◆ EXERCISE TASK:
Could you continue the forum thread on dot and cross products below, picking up right after its last sentence?

Dot and Cross Product Comparison/Intuition. Created by Sal Khan.

## Want to join the conversation?

• Its difficult to imagine how useful the Dot and Cross products are in real world applications. Some examples would shed a lot of light
• First, anything with forces/vectors in different directions can use the dot product. The physics video https://www.khanacademy.org/video/the-dot-product? uses an example where you pull an object along the ground. How much work do you do?
Work = (Force)·(Distance).

Secondly, if you normalize the vectors, then |a| and |b| are both 1, and the dot product |a||b|cosθ is now just cosθ. This is useful any time you want the angle between two vectors.

For example: computers multiply and add much faster than they do trig functions, so dot and cross products are used all the time in 3D appplications. To a video game engine, the player 'camera' is a vector. When you walk around, the orientation of objects in relation to one another, and to you, are computed by a series of dot and cross products.

Cross products? Those too! Say light hits a surface. Is the light reflected to you? Can you see through the surface, or is the angle too steep? You want to know what direction the surface is facing. You want the vector orthogonal to the surface: the one sticking out into the world: You need its normal, i.e. the cross product.

Generalize inner products are only necessary when your problem requires a more abstract tool. The dot product is defined. That definition holds; so its definition is absolutely rigorous. You need only secure those properties you require.

One example in the direction crabhand is hinting, is signal processing. Say you break apart a signal into an arbitrary number of streams. If you want each stream to carry data which does NOT already exist in any of the others, you might call this property, 'Orthogonality.' You could say the streams are mutually orthogonal (all of 'em!). The metaphor sounds nice, but it's just a story. To make it mathematically valid, we must define these ideas in a way that can be carried into mathematics. In general, it may or may not be possible to obtain the desired analogy. In this particular case, it can be done.
Does that help at all?

(Also, Linear Algebra is abstract mathematics. The physics videos have concrete examples of vector products)
• if both dot and cross product of a vector is zero(0) does it imply that one of these vectors must be null vectors?
• Note that the null vector is the only vector with a magnitude of 0
The dot product of vectors a and b is defined as:
`a.b = |a||b|cos(p)`
The cross product magnitude of vectors a and b is defined as:
`|a x b| = |a||b|sin(p)`
Where |a| and |b| are the magnitudes of the vector and p is the angle between the vectors.
The dot product can be 0 if:
`The magnitude of a is 0`
`The magnitude of b is 0`
`The cosine of the angle between the vectors is 0, cos(p)`
The magnitude of the cross product can be zero if:
`The magnitude of a is 0`
`The magnitude of b is 0`
`The sine of the angle between the vectors is 0, sin(p)`

In order for the dot and cross product magnitude to both be zero, the two angle related requirements cannot both be valid!

[Records of labeled points]
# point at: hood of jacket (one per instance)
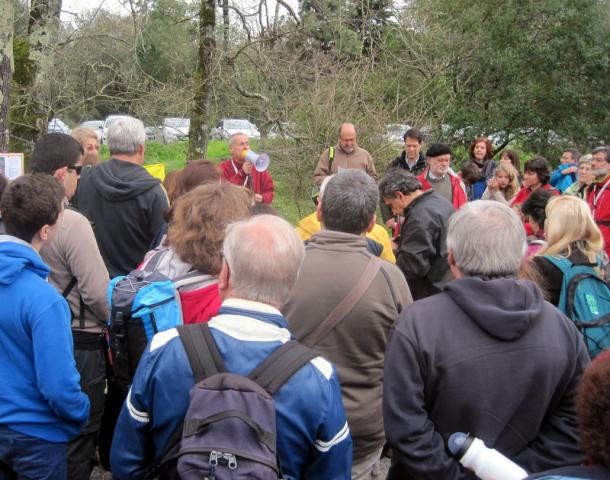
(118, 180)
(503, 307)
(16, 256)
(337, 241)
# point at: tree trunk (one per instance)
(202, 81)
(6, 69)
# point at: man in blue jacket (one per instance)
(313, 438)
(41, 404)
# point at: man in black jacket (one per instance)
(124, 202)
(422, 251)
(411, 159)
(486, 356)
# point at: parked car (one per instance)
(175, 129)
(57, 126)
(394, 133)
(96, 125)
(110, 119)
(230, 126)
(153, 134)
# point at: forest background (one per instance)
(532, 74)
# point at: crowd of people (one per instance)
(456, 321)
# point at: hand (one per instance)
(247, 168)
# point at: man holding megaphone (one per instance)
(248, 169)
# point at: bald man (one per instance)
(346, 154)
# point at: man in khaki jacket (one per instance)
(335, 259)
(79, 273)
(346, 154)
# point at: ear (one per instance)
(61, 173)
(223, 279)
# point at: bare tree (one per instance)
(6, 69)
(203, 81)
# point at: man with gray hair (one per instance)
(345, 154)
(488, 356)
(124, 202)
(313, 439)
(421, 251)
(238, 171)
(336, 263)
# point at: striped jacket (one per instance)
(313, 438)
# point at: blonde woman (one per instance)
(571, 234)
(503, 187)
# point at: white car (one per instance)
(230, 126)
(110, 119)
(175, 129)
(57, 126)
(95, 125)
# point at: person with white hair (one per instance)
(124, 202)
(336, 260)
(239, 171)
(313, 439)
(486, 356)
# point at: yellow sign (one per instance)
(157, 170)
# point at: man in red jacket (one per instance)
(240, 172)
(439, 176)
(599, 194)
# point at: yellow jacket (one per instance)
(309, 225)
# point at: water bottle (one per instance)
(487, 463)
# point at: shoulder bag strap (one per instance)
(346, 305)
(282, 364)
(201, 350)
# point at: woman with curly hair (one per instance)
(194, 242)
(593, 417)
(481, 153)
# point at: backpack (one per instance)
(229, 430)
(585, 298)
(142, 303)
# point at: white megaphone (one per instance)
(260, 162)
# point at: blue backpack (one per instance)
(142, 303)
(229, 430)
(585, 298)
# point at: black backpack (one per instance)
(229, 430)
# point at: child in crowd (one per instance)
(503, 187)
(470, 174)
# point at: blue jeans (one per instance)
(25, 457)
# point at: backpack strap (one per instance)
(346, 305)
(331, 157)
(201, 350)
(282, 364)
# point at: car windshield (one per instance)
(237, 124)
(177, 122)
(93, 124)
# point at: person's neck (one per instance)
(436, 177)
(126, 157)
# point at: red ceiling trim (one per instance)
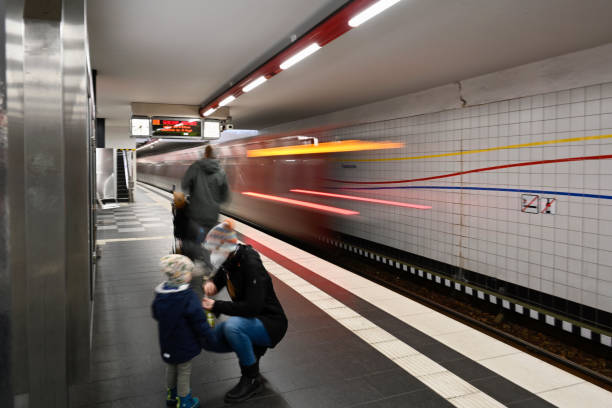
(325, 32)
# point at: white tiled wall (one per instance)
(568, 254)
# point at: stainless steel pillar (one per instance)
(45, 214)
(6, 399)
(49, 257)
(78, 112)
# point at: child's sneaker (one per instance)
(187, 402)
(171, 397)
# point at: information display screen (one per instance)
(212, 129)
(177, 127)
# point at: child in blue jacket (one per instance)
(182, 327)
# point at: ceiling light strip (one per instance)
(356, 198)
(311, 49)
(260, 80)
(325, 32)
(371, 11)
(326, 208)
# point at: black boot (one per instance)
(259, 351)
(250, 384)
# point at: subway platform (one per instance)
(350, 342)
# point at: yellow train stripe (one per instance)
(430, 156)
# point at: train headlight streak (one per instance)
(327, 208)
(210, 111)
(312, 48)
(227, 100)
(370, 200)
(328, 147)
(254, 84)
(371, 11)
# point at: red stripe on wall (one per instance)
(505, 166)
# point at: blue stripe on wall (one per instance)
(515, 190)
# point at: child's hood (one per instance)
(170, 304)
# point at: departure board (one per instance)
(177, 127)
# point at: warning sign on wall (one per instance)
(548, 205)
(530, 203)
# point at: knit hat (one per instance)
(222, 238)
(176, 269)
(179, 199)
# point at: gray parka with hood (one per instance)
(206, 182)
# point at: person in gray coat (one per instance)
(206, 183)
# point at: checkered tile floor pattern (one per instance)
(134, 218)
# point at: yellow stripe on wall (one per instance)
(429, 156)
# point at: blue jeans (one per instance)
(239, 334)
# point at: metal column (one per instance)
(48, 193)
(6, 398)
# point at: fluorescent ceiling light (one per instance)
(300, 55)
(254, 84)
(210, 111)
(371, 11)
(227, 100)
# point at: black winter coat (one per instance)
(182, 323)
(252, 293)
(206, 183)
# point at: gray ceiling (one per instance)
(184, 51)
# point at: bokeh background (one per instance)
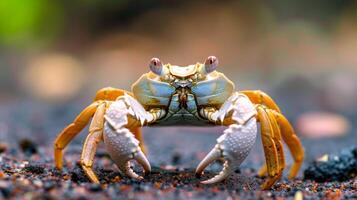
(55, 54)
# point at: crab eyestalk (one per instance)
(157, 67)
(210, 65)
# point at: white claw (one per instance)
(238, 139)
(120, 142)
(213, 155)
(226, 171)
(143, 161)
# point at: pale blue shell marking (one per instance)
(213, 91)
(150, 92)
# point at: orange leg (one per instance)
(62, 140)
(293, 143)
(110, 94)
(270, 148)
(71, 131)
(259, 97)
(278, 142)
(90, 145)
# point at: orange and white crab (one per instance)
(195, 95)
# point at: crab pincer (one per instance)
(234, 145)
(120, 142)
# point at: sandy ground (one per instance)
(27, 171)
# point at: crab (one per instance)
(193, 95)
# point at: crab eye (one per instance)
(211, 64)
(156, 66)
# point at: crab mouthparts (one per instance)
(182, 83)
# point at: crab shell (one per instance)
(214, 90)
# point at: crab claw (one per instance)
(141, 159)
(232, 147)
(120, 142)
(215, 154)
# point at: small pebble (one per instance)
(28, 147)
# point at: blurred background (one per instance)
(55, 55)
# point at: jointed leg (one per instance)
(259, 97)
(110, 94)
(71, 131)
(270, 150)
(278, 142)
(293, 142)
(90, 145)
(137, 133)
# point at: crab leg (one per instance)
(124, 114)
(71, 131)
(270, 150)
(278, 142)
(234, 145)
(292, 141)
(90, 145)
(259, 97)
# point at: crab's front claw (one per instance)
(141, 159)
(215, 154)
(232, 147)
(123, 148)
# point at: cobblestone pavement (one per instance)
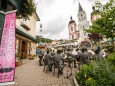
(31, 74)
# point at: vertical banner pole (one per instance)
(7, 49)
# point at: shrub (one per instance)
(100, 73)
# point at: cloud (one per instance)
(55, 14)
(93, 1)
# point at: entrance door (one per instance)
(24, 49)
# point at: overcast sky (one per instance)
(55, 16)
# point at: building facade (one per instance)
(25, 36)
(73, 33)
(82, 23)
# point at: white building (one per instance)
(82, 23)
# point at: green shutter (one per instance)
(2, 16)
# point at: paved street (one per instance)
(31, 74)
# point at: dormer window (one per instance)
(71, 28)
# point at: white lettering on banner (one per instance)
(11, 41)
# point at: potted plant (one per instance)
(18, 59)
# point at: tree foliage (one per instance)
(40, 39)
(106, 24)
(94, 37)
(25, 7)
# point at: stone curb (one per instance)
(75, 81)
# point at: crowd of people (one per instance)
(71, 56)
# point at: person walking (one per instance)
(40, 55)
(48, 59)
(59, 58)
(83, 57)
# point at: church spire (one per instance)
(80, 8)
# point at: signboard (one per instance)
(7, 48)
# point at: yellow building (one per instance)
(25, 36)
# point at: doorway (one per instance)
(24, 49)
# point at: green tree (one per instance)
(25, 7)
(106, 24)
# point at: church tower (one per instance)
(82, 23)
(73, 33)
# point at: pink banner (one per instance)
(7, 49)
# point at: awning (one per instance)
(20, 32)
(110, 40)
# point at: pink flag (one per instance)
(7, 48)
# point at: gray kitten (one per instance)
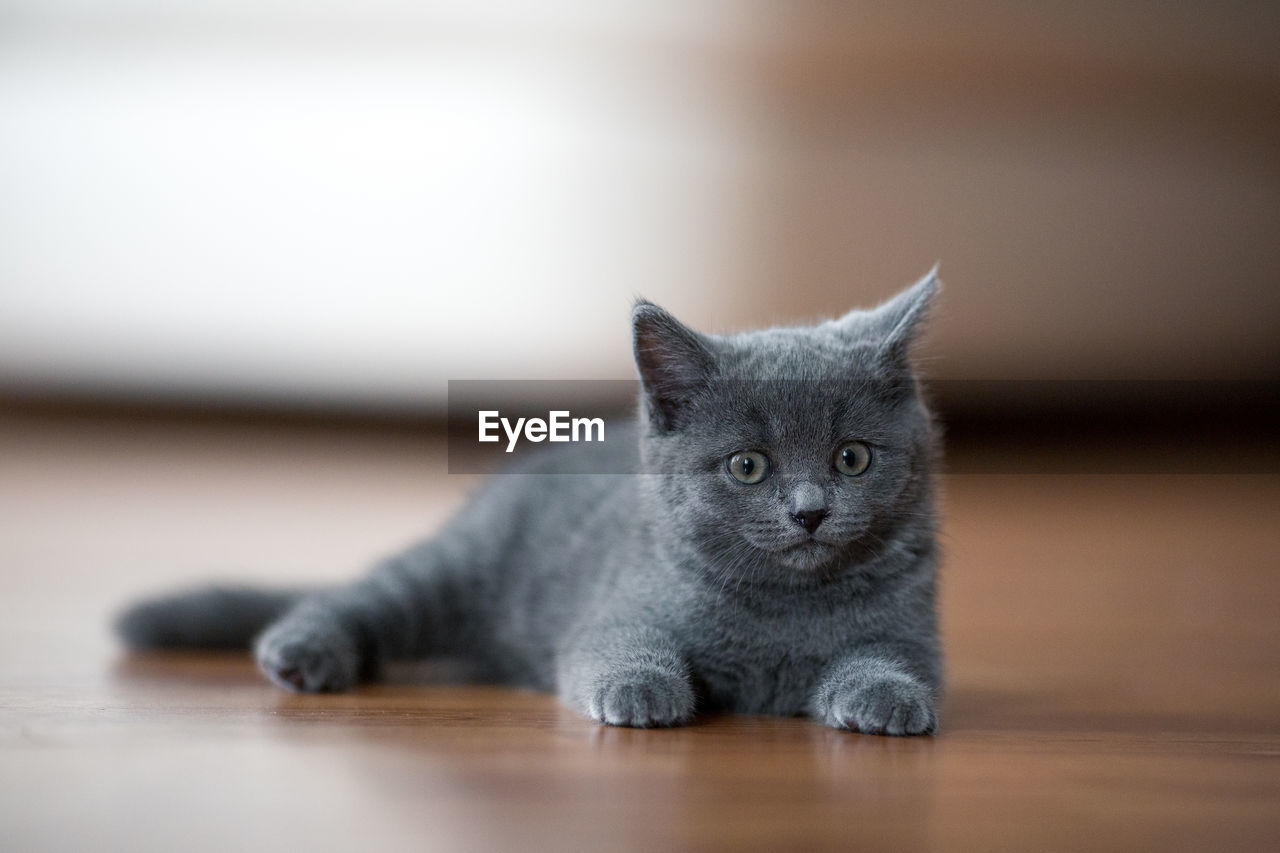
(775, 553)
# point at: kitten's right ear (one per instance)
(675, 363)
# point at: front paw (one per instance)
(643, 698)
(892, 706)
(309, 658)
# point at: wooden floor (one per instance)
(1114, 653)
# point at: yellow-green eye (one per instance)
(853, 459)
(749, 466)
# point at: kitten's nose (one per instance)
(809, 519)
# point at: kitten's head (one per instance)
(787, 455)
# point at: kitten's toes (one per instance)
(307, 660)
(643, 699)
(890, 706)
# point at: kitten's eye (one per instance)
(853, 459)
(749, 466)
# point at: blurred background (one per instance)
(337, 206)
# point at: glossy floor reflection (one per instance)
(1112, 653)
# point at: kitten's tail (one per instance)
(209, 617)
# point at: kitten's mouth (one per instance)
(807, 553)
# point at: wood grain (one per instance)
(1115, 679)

--

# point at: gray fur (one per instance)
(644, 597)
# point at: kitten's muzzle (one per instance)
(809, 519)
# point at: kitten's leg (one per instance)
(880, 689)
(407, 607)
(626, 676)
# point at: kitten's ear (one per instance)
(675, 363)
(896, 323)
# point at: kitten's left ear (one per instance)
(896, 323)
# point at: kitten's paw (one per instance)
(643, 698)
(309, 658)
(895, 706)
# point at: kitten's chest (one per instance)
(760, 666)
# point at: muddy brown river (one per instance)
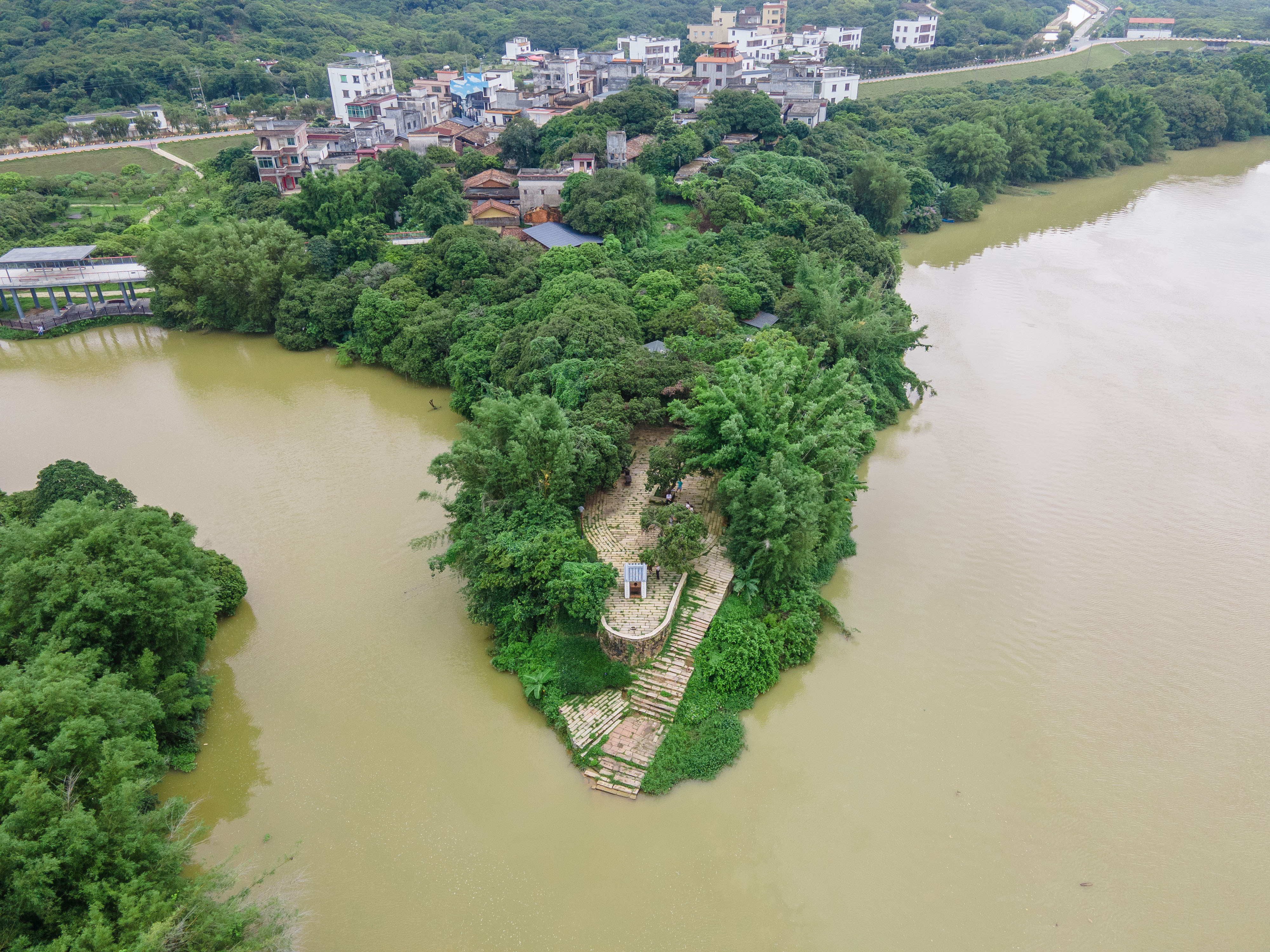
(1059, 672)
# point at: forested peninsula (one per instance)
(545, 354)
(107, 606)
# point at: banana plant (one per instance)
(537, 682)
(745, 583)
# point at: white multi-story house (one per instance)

◆ ANSWER TO THIS PROBLEM:
If the dot product requirement for a dot product of 0 is true:
`The cosine of the angle between the vectors is 0, cos(p)`
Then the cross product requirement for a magnitude of 0:
`The sine of the angle between the vectors is 0, sin(p)`
cannot be true, because sin and cos are not equivalent functions.
Therefore, if a dot and cross product are both equal to 0 for the same vectors a and b, then either a or b (or both) must be a null vector.
• Can I use cross product of two vectors to figure out angle between them ?
I know cross product will give us a vector but that doesn't matter ( If I'm right ). The magnitude of the cross product will give the measure of the angle and direction will signify that relative to which side we are defining the angle.
If I'm wrong, then sorry in advance !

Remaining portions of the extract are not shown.